**TASK DETAILS**
Repeat each line of the material exactly.

**STORED RECORDS**
(begin)
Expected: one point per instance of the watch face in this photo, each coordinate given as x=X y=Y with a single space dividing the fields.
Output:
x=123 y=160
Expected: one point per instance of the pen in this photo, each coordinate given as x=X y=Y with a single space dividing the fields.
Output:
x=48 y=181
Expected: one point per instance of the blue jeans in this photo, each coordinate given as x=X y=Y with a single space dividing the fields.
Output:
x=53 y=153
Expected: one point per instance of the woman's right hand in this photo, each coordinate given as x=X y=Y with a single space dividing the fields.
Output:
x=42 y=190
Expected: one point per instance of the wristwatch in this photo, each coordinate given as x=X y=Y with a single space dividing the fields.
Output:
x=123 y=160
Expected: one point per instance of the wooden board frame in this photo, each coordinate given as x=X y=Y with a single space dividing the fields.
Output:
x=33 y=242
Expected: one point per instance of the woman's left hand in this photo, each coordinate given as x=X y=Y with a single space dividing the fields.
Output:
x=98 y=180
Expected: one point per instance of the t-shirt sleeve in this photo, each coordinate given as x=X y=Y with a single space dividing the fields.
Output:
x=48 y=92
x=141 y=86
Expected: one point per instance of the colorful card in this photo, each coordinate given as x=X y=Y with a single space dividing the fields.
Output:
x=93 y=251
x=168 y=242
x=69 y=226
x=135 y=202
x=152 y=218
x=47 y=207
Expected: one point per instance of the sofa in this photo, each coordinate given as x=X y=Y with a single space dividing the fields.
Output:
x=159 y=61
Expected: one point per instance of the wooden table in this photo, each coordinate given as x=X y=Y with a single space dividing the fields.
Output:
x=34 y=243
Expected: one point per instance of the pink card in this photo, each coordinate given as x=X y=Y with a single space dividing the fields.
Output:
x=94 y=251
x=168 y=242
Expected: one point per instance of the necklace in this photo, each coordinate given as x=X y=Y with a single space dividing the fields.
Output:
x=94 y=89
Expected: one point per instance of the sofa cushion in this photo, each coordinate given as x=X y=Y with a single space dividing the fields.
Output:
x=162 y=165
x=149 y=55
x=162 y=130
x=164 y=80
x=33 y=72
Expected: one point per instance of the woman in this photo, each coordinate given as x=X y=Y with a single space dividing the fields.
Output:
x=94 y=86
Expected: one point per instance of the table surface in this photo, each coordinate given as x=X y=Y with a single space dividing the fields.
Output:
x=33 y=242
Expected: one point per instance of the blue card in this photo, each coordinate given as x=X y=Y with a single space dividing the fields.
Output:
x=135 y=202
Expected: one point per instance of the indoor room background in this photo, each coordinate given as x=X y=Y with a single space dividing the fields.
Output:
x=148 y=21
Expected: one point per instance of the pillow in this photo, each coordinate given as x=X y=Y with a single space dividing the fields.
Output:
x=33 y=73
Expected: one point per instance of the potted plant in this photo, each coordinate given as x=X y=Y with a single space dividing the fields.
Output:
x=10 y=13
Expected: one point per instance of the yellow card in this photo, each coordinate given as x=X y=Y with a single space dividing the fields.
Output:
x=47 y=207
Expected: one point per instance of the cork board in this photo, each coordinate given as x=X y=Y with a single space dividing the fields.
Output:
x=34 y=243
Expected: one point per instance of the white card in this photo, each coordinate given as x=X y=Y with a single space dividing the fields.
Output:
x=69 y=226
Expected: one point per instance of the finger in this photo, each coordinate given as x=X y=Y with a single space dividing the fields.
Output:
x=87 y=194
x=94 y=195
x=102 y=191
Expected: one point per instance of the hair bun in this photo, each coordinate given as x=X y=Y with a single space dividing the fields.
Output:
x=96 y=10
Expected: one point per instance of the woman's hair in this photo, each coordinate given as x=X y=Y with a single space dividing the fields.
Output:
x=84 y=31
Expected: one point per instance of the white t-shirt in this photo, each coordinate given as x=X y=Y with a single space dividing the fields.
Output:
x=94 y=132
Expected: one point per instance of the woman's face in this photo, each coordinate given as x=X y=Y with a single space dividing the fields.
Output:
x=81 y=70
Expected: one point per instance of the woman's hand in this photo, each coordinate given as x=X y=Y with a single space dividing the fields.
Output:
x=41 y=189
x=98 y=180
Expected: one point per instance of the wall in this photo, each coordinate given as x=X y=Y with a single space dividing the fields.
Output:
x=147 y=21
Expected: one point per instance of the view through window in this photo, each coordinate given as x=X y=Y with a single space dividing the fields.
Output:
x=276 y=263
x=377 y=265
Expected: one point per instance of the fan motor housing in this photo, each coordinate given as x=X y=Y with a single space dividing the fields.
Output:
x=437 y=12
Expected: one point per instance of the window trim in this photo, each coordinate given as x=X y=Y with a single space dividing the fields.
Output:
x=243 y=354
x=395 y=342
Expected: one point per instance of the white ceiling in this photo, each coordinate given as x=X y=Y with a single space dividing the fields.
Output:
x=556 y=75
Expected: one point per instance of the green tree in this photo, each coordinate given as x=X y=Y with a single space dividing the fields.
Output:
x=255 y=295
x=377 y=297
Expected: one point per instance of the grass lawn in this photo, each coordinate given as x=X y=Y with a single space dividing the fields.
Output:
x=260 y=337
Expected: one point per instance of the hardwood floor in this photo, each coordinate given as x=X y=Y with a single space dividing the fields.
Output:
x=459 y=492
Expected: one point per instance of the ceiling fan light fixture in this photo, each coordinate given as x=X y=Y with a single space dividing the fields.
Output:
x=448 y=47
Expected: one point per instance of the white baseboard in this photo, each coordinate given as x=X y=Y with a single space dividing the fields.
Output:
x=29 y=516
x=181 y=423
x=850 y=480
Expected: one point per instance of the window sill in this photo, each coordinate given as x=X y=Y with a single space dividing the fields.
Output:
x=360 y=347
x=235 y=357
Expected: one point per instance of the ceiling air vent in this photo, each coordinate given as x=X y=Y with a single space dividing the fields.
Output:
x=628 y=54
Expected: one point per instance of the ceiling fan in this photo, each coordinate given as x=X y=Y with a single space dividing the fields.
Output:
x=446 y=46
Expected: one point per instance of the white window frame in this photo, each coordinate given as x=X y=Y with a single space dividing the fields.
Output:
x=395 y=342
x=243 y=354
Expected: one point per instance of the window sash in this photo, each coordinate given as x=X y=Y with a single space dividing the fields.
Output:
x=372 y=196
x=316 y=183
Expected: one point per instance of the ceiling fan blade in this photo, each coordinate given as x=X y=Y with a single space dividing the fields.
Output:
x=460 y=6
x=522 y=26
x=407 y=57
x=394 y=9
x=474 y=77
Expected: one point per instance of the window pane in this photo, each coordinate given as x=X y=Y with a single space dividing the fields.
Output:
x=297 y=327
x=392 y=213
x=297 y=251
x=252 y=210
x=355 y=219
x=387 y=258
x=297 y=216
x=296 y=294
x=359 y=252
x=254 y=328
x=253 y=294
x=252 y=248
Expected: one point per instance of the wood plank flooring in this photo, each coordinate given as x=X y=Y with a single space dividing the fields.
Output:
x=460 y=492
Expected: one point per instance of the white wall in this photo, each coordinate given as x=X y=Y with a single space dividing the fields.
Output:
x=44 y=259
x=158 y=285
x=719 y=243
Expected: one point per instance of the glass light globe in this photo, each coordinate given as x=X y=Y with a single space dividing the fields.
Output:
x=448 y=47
(end)
**RIGHT ANSWER**
Expected: one point per instance of the watch face in this photo, each coordinate given as x=X y=Y with a single space dividing the fields.
Output:
x=123 y=160
Expected: one point per instance of the pen in this photo, each coordinate given as x=X y=Y with a single space dividing the fields.
Output:
x=48 y=181
Expected: one point per instance of the blue jeans in this photo, each coordinate given as x=X y=Y with a single space dividing the fields.
Output:
x=53 y=153
Expected: one point per instance of the woman's right hand in this photo, each coordinate given as x=X y=Y with a single space dividing the fields.
Output:
x=42 y=190
Expected: one point per instance of the wristwatch in this photo, each coordinate given as x=X y=Y with a single space dividing the fields.
Output:
x=123 y=160
Expected: one point per instance of the wooden board frame in this photo, each coordinate given as x=X y=Y with a single space dividing the fields.
Output:
x=33 y=242
Expected: one point per instance of the woman's left hand in this photo, each coordinate given as x=X y=Y with a single space dividing the fields.
Output:
x=98 y=180
Expected: one point per instance of the t-shirt sleeve in this photo, each coordinate given as x=X y=Y with a single space dividing the fields.
Output:
x=48 y=92
x=141 y=86
Expected: one point per instance of the colorful card in this photo, each coordinate given as x=X y=Y with a single space dividing the fields.
Output:
x=93 y=251
x=168 y=242
x=69 y=226
x=135 y=202
x=152 y=218
x=47 y=207
Expected: one point per instance of the sofa in this photo, each coordinate given as x=X y=Y with a single space dividing the fields.
Output:
x=159 y=61
Expected: one point per instance of the wooden table in this photo, each coordinate given as x=X y=Y with a single space dividing the fields.
Output:
x=34 y=243
Expected: one point per instance of the pink card in this photo, each coordinate given as x=X y=Y with a single space dividing the fields.
Output:
x=94 y=251
x=168 y=242
Expected: one point per instance of the necklace in this photo, each coordinate given as x=X y=Y with a single space dividing the fields.
Output:
x=94 y=89
Expected: one point per instance of the sofa cushion in this photo, each coordinate given as x=X y=Y with a single space dividing the fields.
Output:
x=162 y=165
x=149 y=55
x=162 y=130
x=164 y=80
x=33 y=72
Expected: one point per instance of the woman in this photo, each coordinate given as x=X y=Y with a single space dividing the fields.
Output:
x=94 y=86
Expected: one point per instance of the table surface in this photo, each coordinate given as x=X y=Y with a single space dividing the fields.
Output:
x=33 y=242
Expected: one point per instance of the blue card in this photo, each coordinate given as x=X y=Y with a single space dividing the fields.
Output:
x=135 y=202
Expected: one point per instance of the indoor room background in this photo, each coordinate given as x=X y=Y with a single space dividing the fields.
Output:
x=148 y=21
Expected: one point per instance of the pillow in this photo, each coordinate given as x=X y=Y with a single space dividing the fields.
Output:
x=33 y=73
Expected: one point per instance of the potted plant in this photo, each coordinate given as x=X y=Y with a single space dividing the fields.
Output:
x=10 y=13
Expected: one point per instance of the yellow card in this photo, each coordinate given as x=X y=Y with a single space dividing the fields.
Output:
x=47 y=207
Expected: one point per instance of the cork board in this photo, each coordinate given as x=X y=Y with a single space dividing the fields.
Output:
x=34 y=243
Expected: one point per instance of the white card in this photo, each coordinate given as x=X y=Y with a single space dividing the fields.
Output:
x=69 y=226
Expected: one point per instance of the finger in this photo, each coordinate given as x=X y=Y with a single space dividing the fields.
Output:
x=87 y=194
x=94 y=195
x=102 y=191
Expected: one point per instance of the hair bun in this photo, each coordinate given as x=X y=Y with a single space dividing the fields.
Output:
x=96 y=10
Expected: one point per instance of the woman's hair in this photo, each coordinate given as x=X y=Y with a single space dividing the fields.
Output:
x=84 y=31
Expected: one point per instance of the white t-shirt in this photo, each coordinate given as x=X y=Y with a single space dividing the fields.
Output:
x=94 y=132
Expected: one point per instance of the woman's face in this photo, each coordinate given as x=X y=Y with a single space dividing the fields.
Output:
x=81 y=70
Expected: one point per instance of the woman's hand in this photo, each coordinate given as x=X y=Y with a single space dividing the fields.
Output:
x=41 y=189
x=98 y=180
Expected: one point per instance of the wall in this photo, each coordinate given as x=X y=Y with a single space dividing the fields.
Output:
x=147 y=21
Expected: one point per instance of the view through window in this photo, each coordinate given as x=X y=Y with a single space dividing the fields.
Output:
x=276 y=263
x=377 y=265
Expected: one point per instance of the fan motor housing in this photo, each coordinate given as x=X y=Y with a single space dividing the fields.
Output:
x=437 y=12
Expected: one point per instance of the window trim in this photo, each coordinate given as x=X y=Y with a single space dividing the fields.
Output:
x=243 y=354
x=395 y=342
Expected: one point per instance of the white ceiling in this photo, each coordinate given as x=X y=Y with a single space dividing the fields.
Output:
x=556 y=75
Expected: one point per instance of the green tree in this photo, each coordinate given as x=X y=Y with a single space dividing the fields.
Output:
x=255 y=295
x=377 y=297
Expected: one point per instance of the grass lawn in this photo, each coordinate given as x=X y=Y with a single space dividing the fields.
Output:
x=260 y=337
Expected: one point per instance of the hardwood floor in this photo, each coordinate given as x=X y=Y with a single space dividing the fields.
Output:
x=459 y=492
Expected: one point per instance of the ceiling fan light fixture in this photo, each coordinate given as x=X y=Y with a single space dividing the fields.
Output:
x=448 y=47
Expected: one point per instance of the white baseboard in this photo, each coordinate given as x=X y=Y with a single space dividing the fields.
Output:
x=29 y=516
x=181 y=423
x=850 y=480
Expected: one point per instance of the window sill in this photo, each coordinate given as x=X y=Y with a single space dividing the fields.
Output:
x=360 y=347
x=235 y=357
Expected: one point per instance of the ceiling air vent in this photo, each coordinate given as x=X y=Y with a single space dividing the fields.
Output:
x=628 y=54
Expected: one point per instance of the ceiling fan in this photo, each coordinate given as x=X y=Y with a single space dividing the fields.
Output:
x=446 y=46
Expected: one point per instance of the white window frame in this photo, each coordinate given as x=X y=Y with a single space dividing the fields.
Output:
x=395 y=342
x=243 y=354
Expected: one point per instance of the window sash in this photo, each coordinate given as x=X y=Y with a single space dividing the fields.
Output:
x=372 y=196
x=316 y=183
Expected: one point per instance of the ceiling fan blade in this photo, each coordinate given as x=X y=Y with a single space dividing the fields.
Output:
x=460 y=6
x=522 y=26
x=407 y=57
x=394 y=9
x=474 y=77
Expected: one point per instance of the window pane in this photo, each coordinate given as x=X y=Y with a single space dividing the fields.
Output:
x=297 y=327
x=392 y=213
x=297 y=251
x=252 y=210
x=355 y=219
x=387 y=258
x=297 y=216
x=296 y=294
x=359 y=252
x=254 y=328
x=253 y=294
x=252 y=248
Expected: one point per instance of the wood plank flooring in this photo, each coordinate given as x=X y=Y with a single space dividing the fields.
Output:
x=460 y=492
Expected: one point per instance of the white wall in this photo, each coordinate given as x=X y=Y with a single space dividing the fields.
Output:
x=44 y=259
x=158 y=285
x=719 y=243
Expected: one point per instance of the glass light globe in this photo, each coordinate given as x=X y=Y with a single space dividing the fields.
Output:
x=448 y=47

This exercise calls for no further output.